## Work to complete
Copy out all the entries below, switching each "pumpkin" to "gourd" and keeping everything else the same. Leave the pictures out of your copy.

A block of data:

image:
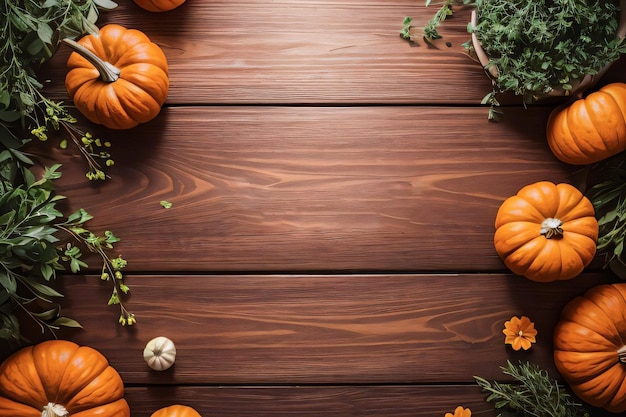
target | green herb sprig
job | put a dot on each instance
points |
(37, 241)
(538, 46)
(608, 196)
(534, 394)
(31, 32)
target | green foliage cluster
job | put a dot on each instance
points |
(30, 33)
(538, 46)
(533, 394)
(37, 241)
(543, 45)
(608, 195)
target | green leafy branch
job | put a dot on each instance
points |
(36, 242)
(31, 32)
(608, 195)
(534, 394)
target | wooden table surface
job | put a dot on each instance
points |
(329, 249)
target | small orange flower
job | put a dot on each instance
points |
(460, 412)
(520, 333)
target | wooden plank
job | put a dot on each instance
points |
(340, 401)
(320, 329)
(313, 188)
(322, 51)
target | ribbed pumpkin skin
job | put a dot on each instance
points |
(590, 129)
(586, 341)
(176, 410)
(77, 377)
(158, 5)
(139, 92)
(526, 251)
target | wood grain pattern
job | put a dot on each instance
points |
(324, 51)
(309, 188)
(329, 250)
(321, 329)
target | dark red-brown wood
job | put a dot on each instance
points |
(329, 249)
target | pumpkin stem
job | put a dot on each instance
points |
(54, 410)
(108, 72)
(551, 227)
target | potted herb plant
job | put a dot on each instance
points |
(538, 49)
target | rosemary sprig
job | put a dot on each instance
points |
(30, 32)
(534, 394)
(608, 195)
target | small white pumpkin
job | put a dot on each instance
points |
(160, 353)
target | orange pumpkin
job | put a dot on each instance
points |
(119, 78)
(546, 232)
(159, 5)
(59, 377)
(176, 410)
(590, 129)
(590, 346)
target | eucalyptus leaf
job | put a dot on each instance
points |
(106, 4)
(66, 322)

## Result of this task
image:
target | green herb sprig
job | put a dot on each instance
points |
(37, 241)
(538, 46)
(608, 196)
(534, 394)
(31, 32)
target | green foliage cluster
job | put a dot on each instance
points |
(30, 33)
(538, 46)
(533, 394)
(37, 241)
(543, 45)
(608, 195)
target | green leafy branch
job | put a dot on each instance
points |
(36, 242)
(31, 32)
(608, 195)
(534, 394)
target | wooden table surface
job | put a dot on each instance
points |
(329, 249)
target | small orange flower
job | put a dot on each instance
points |
(460, 412)
(520, 333)
target | wooden plank
job | put a dot on each instance
points |
(340, 401)
(320, 329)
(313, 188)
(322, 51)
target | ribbed gourd skin
job | put a dot on each instance
points |
(590, 129)
(586, 341)
(176, 410)
(77, 377)
(158, 5)
(139, 92)
(526, 251)
target | wood grain pattern
job | put a dot on each instance
points |
(324, 51)
(309, 188)
(329, 250)
(321, 329)
target | dark red-brown wood
job | put a dot on each instance
points |
(329, 249)
target | gourd stem
job | put a dot on each instance
points |
(54, 410)
(108, 72)
(551, 227)
target | potted herb plant
job | put a dot on each instance
points |
(538, 49)
target | rosemary sprig
job | put a dot on each instance
points |
(30, 32)
(534, 394)
(608, 195)
target | small white gourd
job | put a dot on each instance
points |
(160, 353)
target | orange gourd
job | put a dot on each instance
points |
(119, 78)
(546, 232)
(159, 5)
(59, 377)
(176, 410)
(590, 129)
(590, 346)
target | eucalyptus leaf
job | put a dot on each instance
points |
(106, 4)
(66, 322)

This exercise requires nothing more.